*** EXTRACTED INFORMATION ***
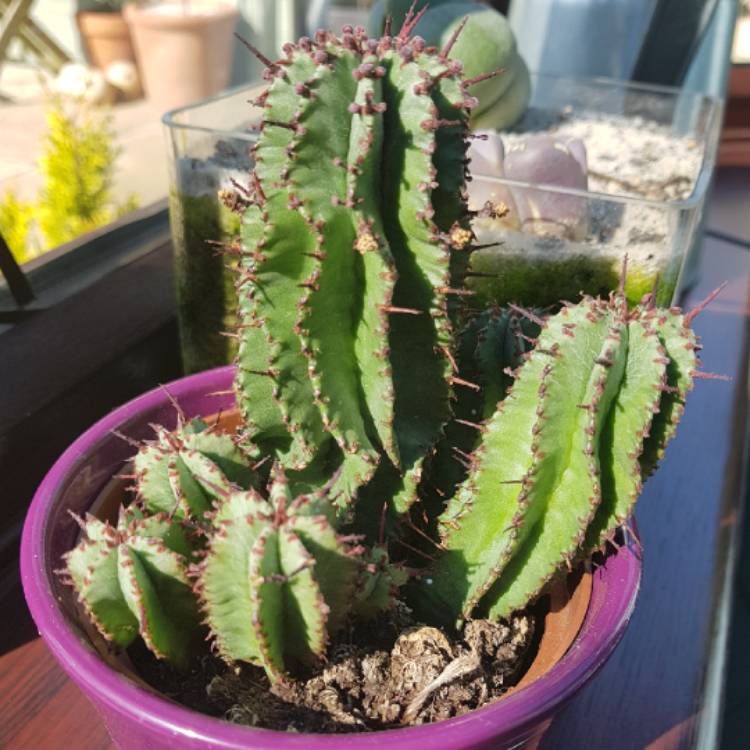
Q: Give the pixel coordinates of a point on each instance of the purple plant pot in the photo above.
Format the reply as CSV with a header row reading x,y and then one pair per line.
x,y
139,718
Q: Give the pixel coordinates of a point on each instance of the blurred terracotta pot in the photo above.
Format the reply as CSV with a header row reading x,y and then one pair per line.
x,y
184,50
105,38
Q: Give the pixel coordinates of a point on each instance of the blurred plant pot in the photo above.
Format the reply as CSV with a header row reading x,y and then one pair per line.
x,y
105,38
587,617
183,49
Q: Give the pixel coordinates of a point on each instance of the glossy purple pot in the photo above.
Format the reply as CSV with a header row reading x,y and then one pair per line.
x,y
138,718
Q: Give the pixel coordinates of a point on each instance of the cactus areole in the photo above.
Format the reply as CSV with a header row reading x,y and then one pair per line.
x,y
395,445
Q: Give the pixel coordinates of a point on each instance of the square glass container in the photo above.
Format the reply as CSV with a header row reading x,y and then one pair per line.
x,y
209,151
650,157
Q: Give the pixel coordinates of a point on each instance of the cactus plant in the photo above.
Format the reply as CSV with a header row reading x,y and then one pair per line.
x,y
485,46
132,580
361,376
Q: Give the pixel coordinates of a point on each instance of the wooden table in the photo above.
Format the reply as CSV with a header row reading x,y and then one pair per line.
x,y
662,688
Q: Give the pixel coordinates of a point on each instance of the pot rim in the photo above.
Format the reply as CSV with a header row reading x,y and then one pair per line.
x,y
144,16
615,588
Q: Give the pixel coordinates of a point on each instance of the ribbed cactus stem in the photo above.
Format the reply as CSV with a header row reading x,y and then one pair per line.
x,y
276,578
560,464
132,580
346,268
181,471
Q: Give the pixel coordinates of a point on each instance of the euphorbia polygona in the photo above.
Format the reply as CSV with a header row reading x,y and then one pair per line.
x,y
361,377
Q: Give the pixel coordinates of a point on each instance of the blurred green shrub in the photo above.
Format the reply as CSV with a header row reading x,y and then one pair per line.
x,y
77,166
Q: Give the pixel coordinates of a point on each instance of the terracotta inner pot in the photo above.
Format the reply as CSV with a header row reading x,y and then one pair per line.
x,y
569,597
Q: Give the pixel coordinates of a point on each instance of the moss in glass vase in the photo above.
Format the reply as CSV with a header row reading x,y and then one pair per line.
x,y
206,298
540,280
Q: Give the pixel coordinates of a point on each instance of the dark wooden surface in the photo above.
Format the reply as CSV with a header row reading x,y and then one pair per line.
x,y
661,688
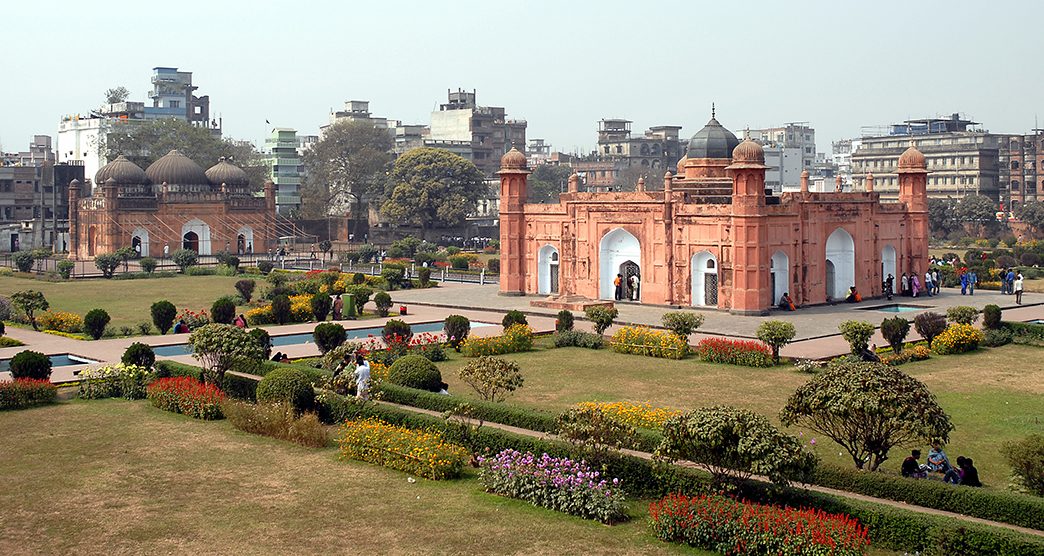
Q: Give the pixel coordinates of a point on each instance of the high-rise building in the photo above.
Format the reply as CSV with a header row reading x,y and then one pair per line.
x,y
283,159
479,134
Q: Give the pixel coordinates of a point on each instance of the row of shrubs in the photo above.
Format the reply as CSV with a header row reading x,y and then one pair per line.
x,y
893,528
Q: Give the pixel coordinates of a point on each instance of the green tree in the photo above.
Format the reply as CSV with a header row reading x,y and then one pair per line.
x,y
430,187
734,444
219,347
776,334
546,182
493,378
868,409
30,301
349,165
116,94
144,143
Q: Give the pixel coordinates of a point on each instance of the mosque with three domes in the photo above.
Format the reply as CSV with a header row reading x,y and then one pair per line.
x,y
712,236
171,204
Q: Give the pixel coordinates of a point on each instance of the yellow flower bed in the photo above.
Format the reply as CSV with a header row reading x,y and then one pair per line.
x,y
957,339
645,341
61,320
422,453
643,415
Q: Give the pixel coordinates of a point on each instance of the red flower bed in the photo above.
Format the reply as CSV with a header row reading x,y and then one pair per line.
x,y
26,392
187,395
732,527
746,353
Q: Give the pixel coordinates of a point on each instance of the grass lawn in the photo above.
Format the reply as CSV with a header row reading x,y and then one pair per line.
x,y
123,477
993,395
127,300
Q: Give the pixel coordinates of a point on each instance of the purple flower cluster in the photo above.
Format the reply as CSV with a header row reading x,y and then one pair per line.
x,y
561,484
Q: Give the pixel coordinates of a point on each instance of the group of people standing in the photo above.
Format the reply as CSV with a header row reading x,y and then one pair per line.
x,y
964,474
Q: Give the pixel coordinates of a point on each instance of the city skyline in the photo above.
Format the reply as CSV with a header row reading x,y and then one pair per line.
x,y
565,69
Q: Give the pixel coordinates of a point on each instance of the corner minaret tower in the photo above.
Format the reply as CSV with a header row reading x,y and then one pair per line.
x,y
513,193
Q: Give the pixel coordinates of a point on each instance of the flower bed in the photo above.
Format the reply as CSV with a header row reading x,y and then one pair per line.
x,y
645,341
745,353
188,396
957,339
114,381
559,484
422,453
21,393
732,527
516,338
641,415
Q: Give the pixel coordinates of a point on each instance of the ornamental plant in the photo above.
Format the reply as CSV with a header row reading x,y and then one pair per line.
x,y
422,453
516,339
188,396
120,380
642,415
734,444
857,333
962,315
745,353
163,315
492,378
868,409
29,301
728,526
456,328
682,322
601,316
776,334
957,338
219,347
645,341
560,484
21,393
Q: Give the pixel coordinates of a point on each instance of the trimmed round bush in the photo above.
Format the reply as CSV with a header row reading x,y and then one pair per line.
x,y
29,364
140,355
95,321
457,328
328,336
416,371
397,328
222,311
514,317
564,320
288,386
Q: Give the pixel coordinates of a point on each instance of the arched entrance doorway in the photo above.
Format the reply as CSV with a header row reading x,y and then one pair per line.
x,y
840,264
190,241
619,252
196,232
888,263
547,270
705,280
780,266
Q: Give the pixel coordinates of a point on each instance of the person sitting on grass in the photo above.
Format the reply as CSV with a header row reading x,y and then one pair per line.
x,y
912,468
968,473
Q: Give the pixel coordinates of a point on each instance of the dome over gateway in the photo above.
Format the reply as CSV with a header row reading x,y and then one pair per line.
x,y
175,168
226,172
122,171
712,142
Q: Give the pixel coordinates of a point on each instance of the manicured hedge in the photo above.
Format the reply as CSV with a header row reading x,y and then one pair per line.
x,y
1012,508
892,528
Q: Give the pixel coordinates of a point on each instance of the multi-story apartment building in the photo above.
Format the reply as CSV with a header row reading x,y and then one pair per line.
x,y
82,136
962,160
460,122
283,160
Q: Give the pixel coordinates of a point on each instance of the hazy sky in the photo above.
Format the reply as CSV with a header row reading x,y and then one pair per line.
x,y
562,66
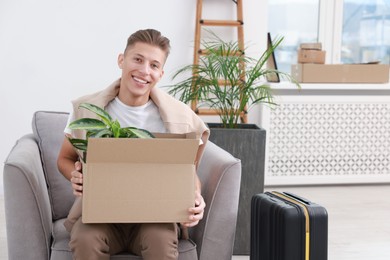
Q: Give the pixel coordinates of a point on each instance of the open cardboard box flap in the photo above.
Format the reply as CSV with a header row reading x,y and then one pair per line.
***
Set down every record once more, word for word, without pictures.

Q: Give the pixel coordinates of a point on each instance of the purple plant pot in the photo above.
Format the reply as CSV with a header row reading x,y and then one pair per line.
x,y
139,718
Q: Give the pixel coordinates of a point on each instance of the blurred terracotta pot in the photo above.
Format the reply as CSV with a header row reading x,y and then one pair per line.
x,y
184,50
105,38
Q: Give the pixel coordinates of a point on each instance of the blurred plant pot in the photo above.
Format the reply as CSV with a header row reading x,y and then one pair per line.
x,y
105,38
587,617
183,49
Q: Give the pixel coordinates of a point on each instance of the glossy purple pot in the photo above.
Format the reply as CSV with a header row reading x,y and then one pair per line.
x,y
138,718
Q: Give the pixel coordinates of a point on each instance of the cactus areole in the photo above.
Format the reply as CSV with a header row reading x,y and then one pair per line.
x,y
395,445
Q: Give the pixel coordinates of a point on each instance of the square glass container in the photo above.
Format the reply as CSV with a header row reading x,y and then one pair per line.
x,y
209,151
650,157
Q: Give the pixel coordinates of a point on each instance of the cactus plant in the photo above.
Format the reply as CSV with a header row reading x,y and then one pair per line.
x,y
485,46
132,580
361,376
Q: Give the pixel coordinates of a point on each instance of the wooden table in the photo above.
Format the reply as CSV with a header row reading x,y and then one pair per line.
x,y
662,688
Q: Give the pixel coordinates of a point on each instance of the pot rim in the photo above.
Format the reply as CSV with a header row reading x,y and then one pair per line.
x,y
144,16
615,588
Q: Give the pixel coordinates of a point on each instance of the ribbed cactus stem in the photo above.
Format the reply as CSV with a header row reading x,y and then one pair per line.
x,y
276,578
560,464
132,580
346,268
181,471
Q: Give the pixel coordinates of a point on each instance of the euphorbia polygona in the photo above.
Format the reply as CSV with a header row reading x,y and then one pair per line.
x,y
361,377
Q: Give the pixel coordinates of a point on each instance of the blurred green shrub in the photo above.
Format the reply as CSV with a header row reading x,y and then one pair per line.
x,y
77,166
Q: Give the pixel coordinates of a point on each instance of the terracotta inner pot in the photo above.
Format the reply as CSV with a header row reading x,y and then one pair per line.
x,y
569,597
Q: Give the pixel coordinates of a point on each instance of the moss in glass vase in the photo above.
Format the reply as CSV with a header row reading x,y and then one pair per line.
x,y
206,298
540,280
Q: Give the pixel coordinates of a point on each instance of the dark wooden surface in the photo above.
Format the reply as CSV with a header row reading x,y and then one pair per line.
x,y
661,688
Q: Give the pixel coordinates of a point on each instance of the high-rise building in the photo above.
Format the reply as CSV with a header row reading x,y and then one pair per line.
x,y
283,159
479,134
Q: Give the pixel coordinates of a point on each instance of the row of shrubs in the photo above.
Format the reply as CSV with a header row reading x,y and then one pair per line.
x,y
893,528
Q: Give the pixel coordinates of a point on each instance of the green tree in the photo above.
Format the reply as CSV with a header row reading x,y and then one pair per line.
x,y
430,187
734,444
219,347
776,334
546,182
493,378
868,409
30,301
349,165
116,94
144,143
Q: Give the pixel coordinates of a point on each instance of the mosque with three domes in the photo above.
Format the reply as CSV with a header row reading x,y and then one pair per line.
x,y
712,236
171,204
Q: Give the pixel coordinates of a point on each instance of the yellow flower bed in the photo above.
Format the reply as CSV with a header row reading x,y and then one pair per line.
x,y
957,339
645,341
61,320
422,453
643,415
Q: Give the pixel coordinates of a point on each instance of the red flower bed in the photo above.
Format the reply as CSV with a header row reading x,y and then one pair per line.
x,y
26,392
187,395
732,527
746,353
Q: Give the pixel coordinates of a point on each instance of the grass lawn in the photo above.
Format the reply as CSV with a header row reading x,y and then one pair per line.
x,y
123,477
993,395
127,300
Q: Give the pixel coordinates of a point on each instance of the purple flower cluster in the photo above.
Format the reply as CSV with a header row reading x,y and then one pair per line.
x,y
561,484
Q: Give the pixel coordinates of a point on each instance of the group of people standing in the photo above.
Format the reply as CSV with a header row reading x,y and then one pair per line.
x,y
964,474
Q: Give the pixel coordinates of a point on each instance of the city skyline in the photo above.
Format the reply as CSV with a header row reading x,y and then one pair per line.
x,y
565,69
Q: Give the pixel coordinates of a point on each instance of the corner minaret tower in the photo above.
Format the reply as CSV with a header row reading x,y and then one pair per line.
x,y
513,193
Q: Give the pixel coordinates of a point on each instance of the flower bed in the photo above.
Format the reply as CSV with a header row reading x,y and then one pair per line.
x,y
645,341
745,353
188,396
957,339
114,381
559,484
422,453
21,393
732,527
516,338
641,415
Q: Give the pixel coordinates of a point on each instance of the ornamental plant in the photo above.
Format the reply as CSV with a header row reading x,y and then one pair per line.
x,y
422,453
516,339
188,396
120,380
642,415
734,444
857,333
962,315
745,353
163,315
492,378
868,409
29,301
728,526
456,328
682,322
601,316
776,334
957,338
219,347
645,341
560,484
21,393
Q: Give the pixel coordinates of a point on each instance of the trimmed round bush in the photo above.
Format the reply as CSV with a header row reading x,y and then one pair per line.
x,y
29,364
140,355
95,321
457,328
328,336
416,371
397,328
222,311
514,317
564,320
288,386
Q: Give the pixel coordinates of a point on each instance of the arched entrance doorway in the photo above.
Format the reply as CSV with a header row reading x,y and then one pair per line.
x,y
840,264
190,241
619,252
196,232
888,263
547,270
705,280
780,266
Q: Give the pixel coordinates of a point on each instance of the person sitting on grass in the photo above.
Format the reply as CSV with a header row reading x,y and then one pair per line.
x,y
912,468
968,473
Q: Give the pixel coordinates of a point on each instance of the dome over gateway in the photo above.
Format the reply as CSV with a header row reading x,y and then one pair per line.
x,y
175,168
226,172
122,171
712,142
Q: Give the pixel coordinates of a point on each instance of the manicured hedge in the photo above.
Format the reply as CSV with a header row reading x,y and then one pair per line.
x,y
1012,508
892,528
Q: Give the pixel coordinates of a point on each instance of the multi-story apartment building in the photo above.
Format the reply as CSV with a header row reading x,y and then one pair per line.
x,y
82,136
962,160
460,122
283,160
Q: Give the pixel coordinates of a point on each instance of the hazy sky in the photo above.
Format the reply as CSV with a header row reading x,y and then one pair per line.
x,y
562,66
Q: Give the pixel coordinates of a point on each instance of the open cardboard box flap in the photo above.
Format the reply as CSV with a header row reading x,y and then one pair per line.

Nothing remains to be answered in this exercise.